**Фрагмент текста:**
Храни — и пусть времен грохочет колесница, —
Поэзии дворец и сказок дивный свет!
Любовью — любоваться, а волшебству — дивиться, —
Таков, как понимаю, твой творческий обет.

Аттербум

Чтобы путешествовать по Швеции, нужен собственный экипаж, и я вынужден был бы его купить, если бы губернатор великодушно не предложил мне использовать на все время путешествия свой. Профессор Шрёдер снабдил меня мелкой разменной монетой и хлыстом, Фалькранс нарисовал план путешествия, и с этого началась уникальная для меня и моей карьеры путешественника поездка, подобная тем, что совершаются ныне по Америке, где сеть железных дорог еще не проложена. Я как будто отправился на сто лет назад, таким отличным от прежних вояжей оказался этот.

**Строки данных:**
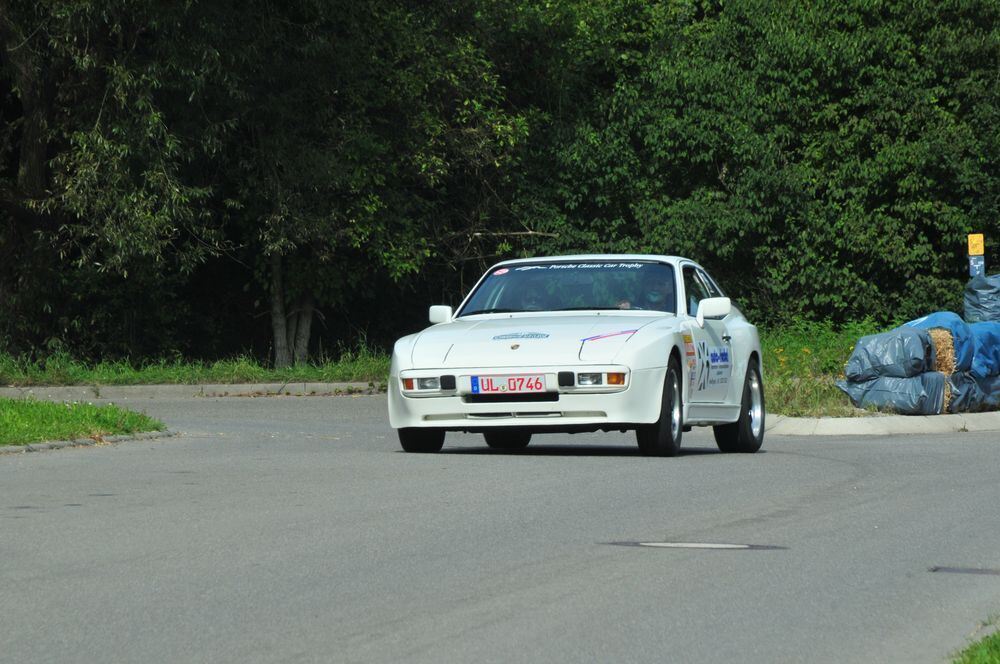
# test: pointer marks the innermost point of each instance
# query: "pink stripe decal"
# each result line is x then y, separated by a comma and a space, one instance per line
610, 334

**Поставленная задача 1:** Кто, согласно фрагменту текста, снабдил путешественника мелкой разменной монетой и хлыстом?
**Поставленная задача 2:** Как перевести на английский язык предложение из фрагмента текста «Я как будто отправился на сто лет назад, таким отличным от прежних вояжей оказался этот.»?
**Поставленная задача 3:** Перепишите из фрагмента текста отрывок, начиная со слов «Чтобы путешествовать по» и продолжая до слов «вояжей оказался этот.» включительно.

**Правильный ответ 1:** Профессор Шрёдер.

**Правильный ответ 2:** It was as if I had traveled a hundred years back in time, so different from my earlier journeys did this one turn out to be.

**Правильный ответ 3:**
Чтобы путешествовать по Швеции, нужен собственный экипаж, и я вынужден был бы его купить, если бы губернатор великодушно не предложил мне использовать на все время путешествия свой. Профессор Шрёдер снабдил меня мелкой разменной монетой и хлыстом, Фалькранс нарисовал план путешествия, и с этого началась уникальная для меня и моей карьеры путешественника поездка, подобная тем, что совершаются ныне по Америке, где сеть железных дорог еще не проложена. Я как будто отправился на сто лет назад, таким отличным от прежних вояжей оказался этот.